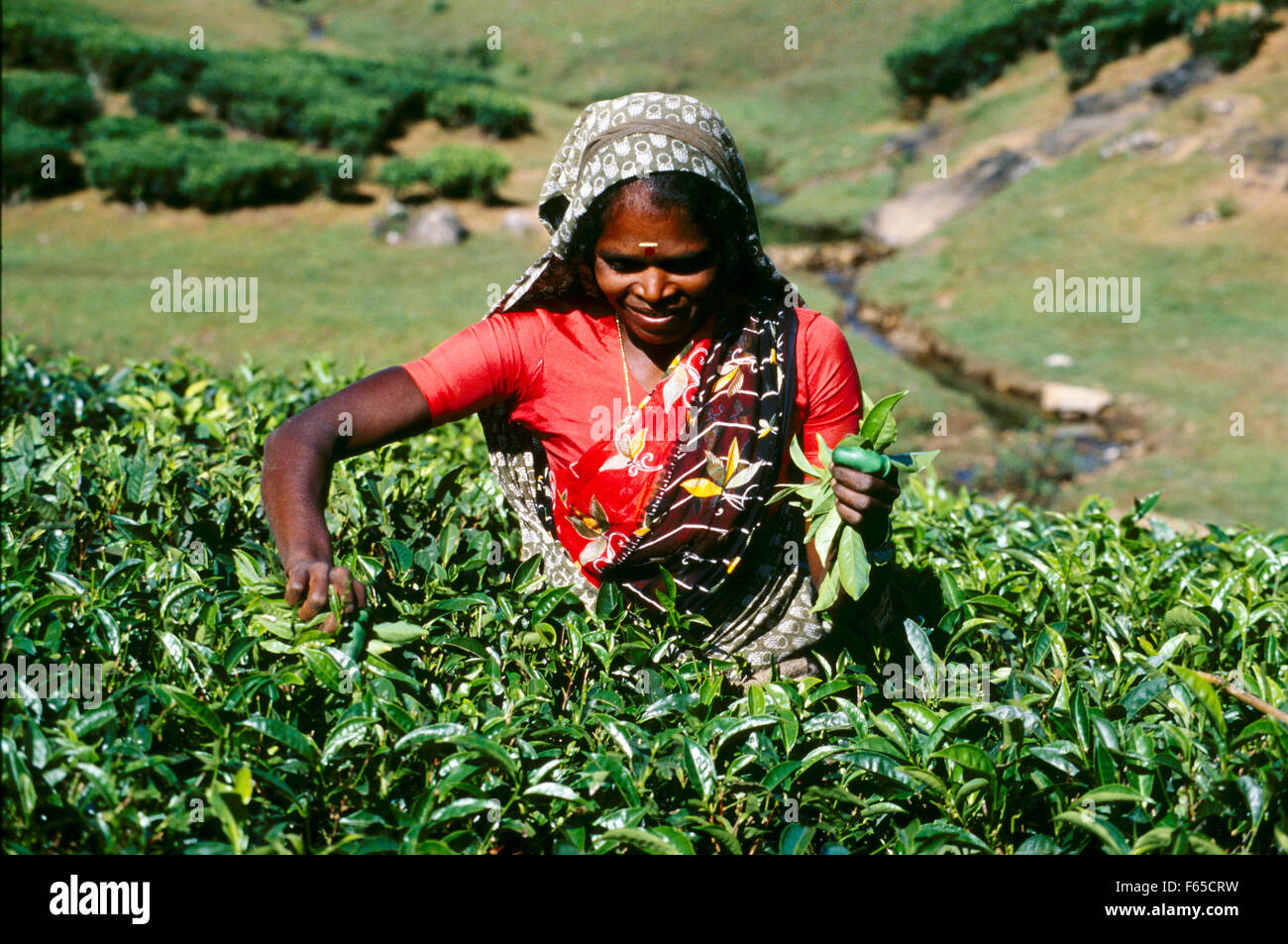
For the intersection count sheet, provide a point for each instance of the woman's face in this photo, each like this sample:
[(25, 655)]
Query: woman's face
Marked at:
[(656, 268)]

> [Prompt] Can you turn every line of the records above into a numbered list, skipping blank lines and leaving out the pictures?

> [Written answer]
1. For the intersection count sheet, provide a point for each instance of the woman's face in this photo, each like this sample:
2. [(25, 655)]
3. Query: woman's face
4. Marked at:
5. [(656, 268)]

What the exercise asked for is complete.